コンクリートのMLレビュー論文を読む
2022年6月にnpj Computational materials掲載されたレビュー論文"Machine learning in concrete science: applications, challenges, and best practices" を読み、簡単に(雑に)まとめます(まとめようとします)。この論文は、建築資材のコンクリートに関するレビューであり、"しっかりした"サイエンスに関してのMLというわけではありません。著者グループはThe Pennsylvania State Universityの環境工学科に所属しており、ざっとfirst authorの過去の出版物をみると、このかたはbio infomaticsを研究?されてきた方のようです。
私はコンクリート業界の人間ではないですが、この論文を読むとすぐわかる通り、コンクリートも多次元の組成やプロセスが絡み合った系で、かつデータを集めるのがツラいという点で、他の素材系と一緒です。そんな業界の"best practice"を紹介するのですから、絶対知っておいた方がいい、ハズ。また業界が違うのは、むしろ異なる視点を入れることで、なにかひらめきがあるかもしれません。そんな期待を胸に読んでいきます。
さきにまとめ(感想)
ベストプラクティスを簡単にまとめますと、・質の良いデータをたくさん集めましょう・trainingデータと実地(test)データの質の違いを考慮しましょう・シンプルなモデルから始めましょう・モデルの信頼性を考えましょう、ということでした。普通ですね!
結論から言って、おお!という新しい知見はありませんでした。しかしながら、コンクリートという業界であっても、そこでの課題や対処は他の素材でのMLと変わらないということでもあるでしょう。今後もコンクリートの文脈であっても、MLの成果を追っていく必要があると言えるのかも知れません。そういう意味で、こういうレビューはとてもありがたいです。

依頼事項:
a) コンクリートの機械学習レビュー論文を紹介した文章では、論文の著者グループはどの大学のどの学科に所属しているとされているか。
b) コンクリートの機械学習レビュー論文を紹介した文章を、最後の文の後から書き継げ。
これらのレコードは、この作業には関係しない。

輪郭注釈レコード:

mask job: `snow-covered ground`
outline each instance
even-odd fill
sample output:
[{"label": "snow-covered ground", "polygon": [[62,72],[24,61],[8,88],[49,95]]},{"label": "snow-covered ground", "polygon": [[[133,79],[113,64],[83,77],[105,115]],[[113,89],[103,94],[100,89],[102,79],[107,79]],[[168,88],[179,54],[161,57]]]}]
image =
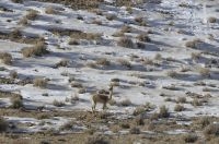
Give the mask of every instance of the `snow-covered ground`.
[{"label": "snow-covered ground", "polygon": [[[112,1],[110,1],[112,2]],[[205,8],[205,3],[207,7]],[[91,110],[91,95],[99,89],[106,89],[111,80],[119,79],[119,85],[114,87],[113,99],[117,103],[129,99],[132,105],[123,107],[120,105],[108,106],[108,111],[115,113],[131,115],[136,107],[150,103],[157,108],[165,105],[172,116],[198,117],[216,116],[219,117],[219,20],[216,23],[208,23],[208,17],[219,17],[218,1],[198,0],[162,0],[160,4],[146,2],[145,4],[132,8],[132,13],[128,13],[125,7],[114,7],[101,4],[102,15],[87,10],[72,10],[62,4],[46,3],[25,0],[23,4],[13,3],[10,0],[1,0],[0,7],[12,10],[12,12],[0,11],[0,32],[10,33],[19,28],[24,36],[44,37],[47,44],[48,55],[43,57],[24,58],[20,52],[22,48],[30,47],[30,44],[19,44],[9,39],[0,40],[0,51],[12,55],[12,65],[3,63],[8,71],[0,71],[0,76],[9,77],[9,73],[15,70],[19,79],[44,77],[49,79],[46,88],[39,88],[27,84],[24,86],[16,84],[1,84],[1,91],[21,92],[23,103],[26,108],[44,106],[45,110]],[[180,7],[184,4],[184,7]],[[53,7],[61,10],[57,14],[47,14],[45,10]],[[28,10],[38,12],[35,21],[23,26],[19,21],[28,13]],[[115,14],[116,19],[110,21],[106,15]],[[80,20],[78,17],[83,17]],[[139,26],[135,19],[141,16],[147,26]],[[10,20],[10,21],[9,21]],[[93,24],[100,21],[102,24]],[[206,23],[207,22],[207,23]],[[126,35],[131,37],[135,43],[136,36],[140,33],[149,33],[150,43],[146,43],[146,48],[124,48],[117,45],[118,37],[114,37],[123,25],[129,25],[135,31]],[[81,45],[69,45],[70,37],[55,35],[50,29],[72,29],[83,33],[101,34],[101,40],[81,40]],[[209,39],[209,36],[214,37]],[[203,43],[198,48],[193,49],[185,46],[186,41],[200,39]],[[206,51],[214,55],[207,55]],[[192,53],[200,53],[200,59],[193,60]],[[155,60],[157,55],[161,55],[161,60]],[[136,56],[134,58],[134,56]],[[111,65],[90,68],[89,62],[95,62],[100,58],[106,58]],[[68,67],[55,69],[54,65],[62,59],[69,60]],[[131,69],[122,67],[118,60],[127,60]],[[151,59],[159,65],[143,64],[143,59]],[[206,67],[210,60],[216,60],[216,64],[209,68],[210,77],[203,77],[196,68]],[[188,68],[188,72],[180,72],[182,68]],[[170,77],[166,73],[174,70],[180,73],[177,77]],[[74,77],[87,89],[83,94],[78,94],[79,88],[71,87],[69,77]],[[195,85],[197,82],[206,83],[205,86]],[[166,89],[164,86],[175,86],[175,89]],[[204,88],[210,91],[204,92]],[[197,93],[201,96],[210,94],[208,103],[203,106],[193,106],[193,97],[187,96],[186,92]],[[44,94],[47,94],[45,96]],[[161,96],[164,94],[165,96]],[[67,98],[78,95],[79,101],[76,104],[67,103]],[[166,98],[177,99],[186,97],[187,103],[183,104],[184,111],[175,112],[174,101],[166,101]],[[66,103],[62,107],[54,106],[54,100]],[[10,105],[9,98],[1,98],[5,106]],[[102,106],[97,105],[97,109]],[[28,121],[37,124],[37,120],[28,118],[9,117],[9,121]],[[58,120],[57,120],[58,121]],[[59,125],[53,121],[55,125]],[[62,121],[62,120],[60,120]],[[62,121],[64,122],[64,121]],[[36,131],[39,128],[33,128]],[[174,133],[174,132],[169,132]],[[183,133],[178,131],[177,133]]]}]

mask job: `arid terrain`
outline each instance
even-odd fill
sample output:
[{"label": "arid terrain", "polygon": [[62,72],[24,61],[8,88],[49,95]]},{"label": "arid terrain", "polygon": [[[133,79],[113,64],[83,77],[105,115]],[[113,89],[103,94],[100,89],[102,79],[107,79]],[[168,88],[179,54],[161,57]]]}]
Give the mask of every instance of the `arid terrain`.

課題別の回答:
a) The Pennsylvania State Universityの環境工学科。

b)
次↓からは、論文の流れと同じ形で簡単に内容をつまんでいきます。
これまでの報告例の概観
初めにコンクリート開発の歴史をざっと紹介しています。ほぼ他の素材に関する歴史と一緒で、初めはトライアルアンドエラーでなんとかやってたのが、系が複雑になってキツくなった経験の時代。次に1980年ごろからの微細構造のモデル計算やDFT計算などのシミュレーションが普及したものの、計算リソースの面ですごいちっさい体積とか時間の系のシミュレーションしかできず、実験で確かめるのも難しかった理論の時代。そしてそれらを補完する形で今キテいるのが、機械学習(ML)を用いる計算の時代だと説明しています。
著者らはコンクリートに対しMLを用いている389の査読付き論文を調査しています。これらの論文は、1992に初めて現れ、2件目は1994年、2009年になるまで10件に満たなかったのですが、その後急激に数を伸ばしていきます。全期間を通してNeural Netが一番モデルとして使われており、加えてSVMや決定木やランダムフォレストなども用いられています。利用されたデータ数の中央値は174で、それらデータのほぼ全て(9割超)が実験室で得られた実験データによるものでした。これら研究でのMLの適用内容を以下のようにまとめています。
特性予測:硬化前後のコンクリートの性能や耐久性など工業的興味の対象を予測することにMLを用い、実験のサイクルを短縮化。コストやCO2排出量を特性として考慮に入れる例も存在している。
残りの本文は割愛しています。